Reproduce the material verbatim, starting with the line containing "task: give the mask of every instance of the heron's" and going on through the line containing "[[[380,134],[404,118],[403,2],[364,1],[364,105]]]", with both of those lines included. Leave the pictures out of your answer.

======== RECORDS SHOWN ========

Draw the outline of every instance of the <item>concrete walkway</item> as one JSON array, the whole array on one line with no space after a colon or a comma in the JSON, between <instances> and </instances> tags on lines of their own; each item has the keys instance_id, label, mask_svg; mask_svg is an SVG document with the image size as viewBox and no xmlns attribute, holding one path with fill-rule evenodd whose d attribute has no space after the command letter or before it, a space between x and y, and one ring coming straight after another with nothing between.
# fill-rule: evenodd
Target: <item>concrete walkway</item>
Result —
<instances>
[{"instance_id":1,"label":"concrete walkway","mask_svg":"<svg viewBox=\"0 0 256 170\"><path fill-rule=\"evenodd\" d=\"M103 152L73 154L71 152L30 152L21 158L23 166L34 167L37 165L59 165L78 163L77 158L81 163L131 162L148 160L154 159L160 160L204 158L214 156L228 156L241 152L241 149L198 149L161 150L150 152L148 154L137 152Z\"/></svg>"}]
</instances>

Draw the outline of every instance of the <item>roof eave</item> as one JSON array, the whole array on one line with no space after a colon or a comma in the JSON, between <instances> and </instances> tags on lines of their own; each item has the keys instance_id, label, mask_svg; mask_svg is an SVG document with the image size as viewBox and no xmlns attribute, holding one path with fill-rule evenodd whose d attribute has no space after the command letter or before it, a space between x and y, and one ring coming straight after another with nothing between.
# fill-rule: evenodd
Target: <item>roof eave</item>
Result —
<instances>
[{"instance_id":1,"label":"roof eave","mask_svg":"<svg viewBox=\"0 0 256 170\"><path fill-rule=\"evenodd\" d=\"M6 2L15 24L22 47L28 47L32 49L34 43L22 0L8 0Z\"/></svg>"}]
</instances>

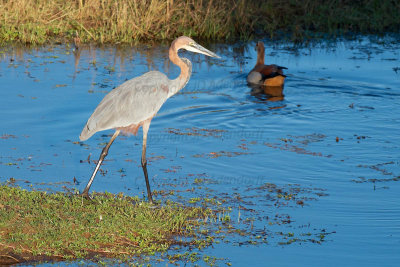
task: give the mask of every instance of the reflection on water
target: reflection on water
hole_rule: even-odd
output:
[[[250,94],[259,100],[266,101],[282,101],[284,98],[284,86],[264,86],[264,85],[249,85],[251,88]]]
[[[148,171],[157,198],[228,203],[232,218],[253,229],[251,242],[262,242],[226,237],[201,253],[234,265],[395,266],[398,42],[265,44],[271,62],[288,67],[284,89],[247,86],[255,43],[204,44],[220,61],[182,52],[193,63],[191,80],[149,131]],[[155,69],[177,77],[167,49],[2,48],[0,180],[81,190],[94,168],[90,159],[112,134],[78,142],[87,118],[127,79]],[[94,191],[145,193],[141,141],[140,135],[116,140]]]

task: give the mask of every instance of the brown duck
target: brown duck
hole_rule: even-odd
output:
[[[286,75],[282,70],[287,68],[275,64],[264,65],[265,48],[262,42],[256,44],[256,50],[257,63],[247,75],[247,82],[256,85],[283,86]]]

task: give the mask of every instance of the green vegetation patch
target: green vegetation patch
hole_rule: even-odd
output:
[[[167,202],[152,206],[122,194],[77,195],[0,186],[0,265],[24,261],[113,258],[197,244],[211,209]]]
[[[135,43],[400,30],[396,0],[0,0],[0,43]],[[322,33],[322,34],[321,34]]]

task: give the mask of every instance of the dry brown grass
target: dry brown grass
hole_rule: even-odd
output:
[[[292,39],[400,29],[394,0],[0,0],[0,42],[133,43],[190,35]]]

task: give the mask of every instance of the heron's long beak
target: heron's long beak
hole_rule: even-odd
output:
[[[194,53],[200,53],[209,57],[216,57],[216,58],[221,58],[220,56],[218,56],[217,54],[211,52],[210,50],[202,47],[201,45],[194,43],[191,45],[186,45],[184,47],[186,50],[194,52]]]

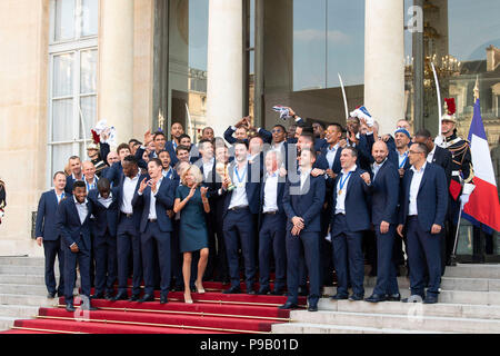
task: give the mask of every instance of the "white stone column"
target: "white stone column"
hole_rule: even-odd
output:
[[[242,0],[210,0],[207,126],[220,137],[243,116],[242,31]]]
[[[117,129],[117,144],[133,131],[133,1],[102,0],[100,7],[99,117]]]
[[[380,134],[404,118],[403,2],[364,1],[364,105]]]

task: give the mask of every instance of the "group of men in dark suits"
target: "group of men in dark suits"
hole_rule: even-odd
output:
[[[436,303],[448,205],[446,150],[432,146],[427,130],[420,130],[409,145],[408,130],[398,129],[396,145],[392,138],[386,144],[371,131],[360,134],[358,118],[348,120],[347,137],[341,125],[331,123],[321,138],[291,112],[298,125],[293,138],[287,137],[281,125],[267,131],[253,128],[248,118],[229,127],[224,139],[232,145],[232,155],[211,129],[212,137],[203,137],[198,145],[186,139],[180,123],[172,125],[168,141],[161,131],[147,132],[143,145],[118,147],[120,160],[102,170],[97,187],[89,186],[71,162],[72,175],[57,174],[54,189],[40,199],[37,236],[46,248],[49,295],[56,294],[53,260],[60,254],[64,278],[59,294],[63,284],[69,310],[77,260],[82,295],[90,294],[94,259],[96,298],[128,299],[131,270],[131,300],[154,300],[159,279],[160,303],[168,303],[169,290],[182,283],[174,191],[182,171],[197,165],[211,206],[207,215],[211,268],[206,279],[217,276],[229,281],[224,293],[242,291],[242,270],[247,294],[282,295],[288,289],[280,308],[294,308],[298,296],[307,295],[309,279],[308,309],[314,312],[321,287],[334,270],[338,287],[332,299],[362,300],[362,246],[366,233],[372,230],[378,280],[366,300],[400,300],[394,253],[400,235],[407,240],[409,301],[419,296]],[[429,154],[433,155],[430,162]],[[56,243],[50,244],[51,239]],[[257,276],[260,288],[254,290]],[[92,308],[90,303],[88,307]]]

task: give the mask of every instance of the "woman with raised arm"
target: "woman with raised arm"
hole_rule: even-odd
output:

========

• **WRITTEN SOLUTION**
task: give the mask of every instance of the heron's long beak
target: heron's long beak
hole_rule: even-odd
output:
[[[194,53],[200,53],[209,57],[216,57],[216,58],[221,58],[220,56],[218,56],[217,54],[211,52],[210,50],[202,47],[201,45],[194,43],[191,45],[186,45],[184,47],[186,50],[194,52]]]

task: give the mask of every instance of the "white stone column"
target: "white stone column"
hole_rule: even-odd
output:
[[[242,0],[210,0],[207,126],[220,137],[243,116],[242,31]]]
[[[117,129],[117,144],[133,131],[133,1],[102,0],[100,7],[99,117]]]
[[[380,134],[404,118],[403,2],[364,1],[364,105]]]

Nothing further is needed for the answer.